Task brief:
Can you reproduce, word for word, everything in the passage below on FIFO ordering in Zaqar from "I believe the" down to "interoperability even harder)."?

Passage given:
===

The team decided to add FIFO based on the feedback from a group of SQS
users. FIFO is one of the things that the team decided to work on to
differentiate Zaqar from SQS. The reasoning, as explained in an other
email, is that from a use-case perspective, strict ordering won't hurt
you if you don't need it whereas having to implement it in the client
side because the service doesn't provide it can be a PITA.

The first feedback the team got about FIFO was back at the Portland
summit. The users attending the un-conference provided such feedback,
which the team then brought up to the list[0]. The thread is very
specific to mongodb's case, though, and it does not represent the
current implementation but it does show the team's intention to gather
feedback on this feature back then.

I believe the guarantee is still useful and it currently does not
represent an issue for the service nor the user. 2 things could happen
to FIFO in the future:

1. It's made optional and we allow users to opt-in in a per flavor
basis. (I personally don't like this one because it makes
interoperability even harder).

===

Provided material:
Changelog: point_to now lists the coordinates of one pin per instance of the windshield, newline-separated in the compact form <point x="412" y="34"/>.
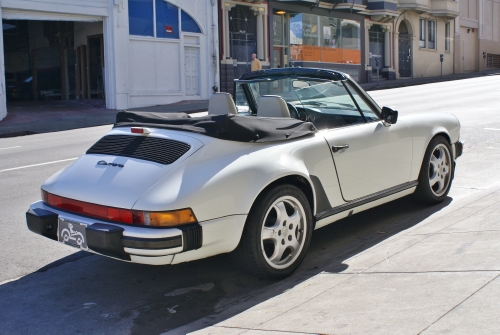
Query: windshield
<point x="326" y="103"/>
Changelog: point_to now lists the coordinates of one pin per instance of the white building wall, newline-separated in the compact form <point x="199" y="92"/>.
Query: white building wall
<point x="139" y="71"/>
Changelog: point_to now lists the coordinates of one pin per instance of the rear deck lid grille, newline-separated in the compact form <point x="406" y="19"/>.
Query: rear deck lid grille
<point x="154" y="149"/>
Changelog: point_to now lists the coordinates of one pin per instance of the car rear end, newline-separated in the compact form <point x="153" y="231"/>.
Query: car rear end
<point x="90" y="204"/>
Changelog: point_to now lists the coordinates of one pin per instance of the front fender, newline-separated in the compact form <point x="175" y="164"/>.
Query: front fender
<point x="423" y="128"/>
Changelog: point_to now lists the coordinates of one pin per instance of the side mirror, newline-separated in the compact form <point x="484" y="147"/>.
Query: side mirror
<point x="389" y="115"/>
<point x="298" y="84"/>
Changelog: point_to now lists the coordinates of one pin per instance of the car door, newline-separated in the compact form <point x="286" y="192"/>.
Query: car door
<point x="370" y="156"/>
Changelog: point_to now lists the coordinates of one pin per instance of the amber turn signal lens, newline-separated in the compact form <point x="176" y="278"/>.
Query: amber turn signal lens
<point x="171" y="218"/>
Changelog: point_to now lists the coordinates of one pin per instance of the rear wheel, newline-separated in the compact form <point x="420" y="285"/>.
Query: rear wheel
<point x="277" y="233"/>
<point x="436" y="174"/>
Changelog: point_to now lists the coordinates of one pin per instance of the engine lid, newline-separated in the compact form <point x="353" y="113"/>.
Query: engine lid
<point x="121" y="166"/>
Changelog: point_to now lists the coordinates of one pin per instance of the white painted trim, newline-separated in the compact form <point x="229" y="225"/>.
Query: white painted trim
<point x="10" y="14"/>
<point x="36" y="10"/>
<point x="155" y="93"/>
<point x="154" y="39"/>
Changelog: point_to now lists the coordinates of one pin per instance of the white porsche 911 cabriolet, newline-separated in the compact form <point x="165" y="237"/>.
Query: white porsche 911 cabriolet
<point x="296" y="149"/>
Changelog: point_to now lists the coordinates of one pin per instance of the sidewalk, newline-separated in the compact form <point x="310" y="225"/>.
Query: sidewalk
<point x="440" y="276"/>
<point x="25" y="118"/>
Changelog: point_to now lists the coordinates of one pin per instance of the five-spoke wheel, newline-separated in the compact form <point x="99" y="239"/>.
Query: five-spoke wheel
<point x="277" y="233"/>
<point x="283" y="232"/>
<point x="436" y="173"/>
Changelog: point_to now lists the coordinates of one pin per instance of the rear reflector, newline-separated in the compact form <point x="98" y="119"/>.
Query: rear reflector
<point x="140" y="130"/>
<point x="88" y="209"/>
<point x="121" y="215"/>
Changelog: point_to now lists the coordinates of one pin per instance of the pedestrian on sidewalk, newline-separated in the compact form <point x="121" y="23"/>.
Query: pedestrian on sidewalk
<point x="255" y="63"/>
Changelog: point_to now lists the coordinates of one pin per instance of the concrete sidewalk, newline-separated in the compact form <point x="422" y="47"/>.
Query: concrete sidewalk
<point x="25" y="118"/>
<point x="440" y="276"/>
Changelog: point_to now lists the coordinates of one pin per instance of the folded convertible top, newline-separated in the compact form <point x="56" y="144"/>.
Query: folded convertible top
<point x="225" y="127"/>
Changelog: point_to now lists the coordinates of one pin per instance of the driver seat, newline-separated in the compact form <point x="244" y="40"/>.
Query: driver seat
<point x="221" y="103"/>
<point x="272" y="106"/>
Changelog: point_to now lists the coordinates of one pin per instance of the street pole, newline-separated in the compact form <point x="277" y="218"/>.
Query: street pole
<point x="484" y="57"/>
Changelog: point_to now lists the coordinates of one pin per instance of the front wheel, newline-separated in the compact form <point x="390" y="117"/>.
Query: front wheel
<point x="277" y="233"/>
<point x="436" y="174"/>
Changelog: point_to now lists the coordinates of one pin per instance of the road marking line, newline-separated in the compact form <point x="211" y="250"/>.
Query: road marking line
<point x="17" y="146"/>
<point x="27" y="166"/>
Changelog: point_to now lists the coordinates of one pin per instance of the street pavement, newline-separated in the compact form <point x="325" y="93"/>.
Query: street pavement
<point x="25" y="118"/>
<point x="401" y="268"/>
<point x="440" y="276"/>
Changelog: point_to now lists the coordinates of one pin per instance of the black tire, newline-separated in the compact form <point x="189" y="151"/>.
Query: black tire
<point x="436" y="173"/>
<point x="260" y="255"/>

===

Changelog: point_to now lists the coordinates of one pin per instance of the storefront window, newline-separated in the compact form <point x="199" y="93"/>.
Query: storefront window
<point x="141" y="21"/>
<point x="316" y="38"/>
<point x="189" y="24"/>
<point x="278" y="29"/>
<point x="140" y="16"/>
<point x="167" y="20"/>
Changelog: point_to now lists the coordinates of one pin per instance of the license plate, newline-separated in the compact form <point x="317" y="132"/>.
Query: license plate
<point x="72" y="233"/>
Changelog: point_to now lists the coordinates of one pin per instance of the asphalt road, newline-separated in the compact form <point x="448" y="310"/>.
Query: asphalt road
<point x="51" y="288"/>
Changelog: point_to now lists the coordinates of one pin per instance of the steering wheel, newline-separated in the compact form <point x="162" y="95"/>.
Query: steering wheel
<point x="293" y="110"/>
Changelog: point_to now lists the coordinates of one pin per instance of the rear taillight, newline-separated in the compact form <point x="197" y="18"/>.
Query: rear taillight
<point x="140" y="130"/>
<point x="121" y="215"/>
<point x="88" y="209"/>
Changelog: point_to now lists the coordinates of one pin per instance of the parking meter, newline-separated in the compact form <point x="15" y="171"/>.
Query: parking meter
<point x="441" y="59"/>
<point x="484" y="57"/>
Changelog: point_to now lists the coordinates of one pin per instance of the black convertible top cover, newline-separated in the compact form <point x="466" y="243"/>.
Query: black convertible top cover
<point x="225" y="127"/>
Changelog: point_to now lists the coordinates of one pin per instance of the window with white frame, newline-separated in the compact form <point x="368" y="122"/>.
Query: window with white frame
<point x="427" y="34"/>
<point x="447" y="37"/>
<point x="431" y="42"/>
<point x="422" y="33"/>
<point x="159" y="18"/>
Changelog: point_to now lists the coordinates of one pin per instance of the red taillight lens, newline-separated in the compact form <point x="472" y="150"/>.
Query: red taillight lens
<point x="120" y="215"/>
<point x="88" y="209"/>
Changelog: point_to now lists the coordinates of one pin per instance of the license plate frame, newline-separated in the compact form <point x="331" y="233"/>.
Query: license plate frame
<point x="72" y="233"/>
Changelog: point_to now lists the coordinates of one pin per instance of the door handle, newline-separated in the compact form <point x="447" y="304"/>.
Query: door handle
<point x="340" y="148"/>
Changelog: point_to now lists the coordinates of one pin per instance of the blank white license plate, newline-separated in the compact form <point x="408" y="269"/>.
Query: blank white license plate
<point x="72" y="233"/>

===

The solution:
I believe the guarantee is still useful and it currently does not
represent an issue for the service nor the user. 2 things could happen
to FIFO in the future:

1. It's made optional and we allow users to opt-in in a per flavor
basis. (I personally don't like this one because it makes
interoperability even harder).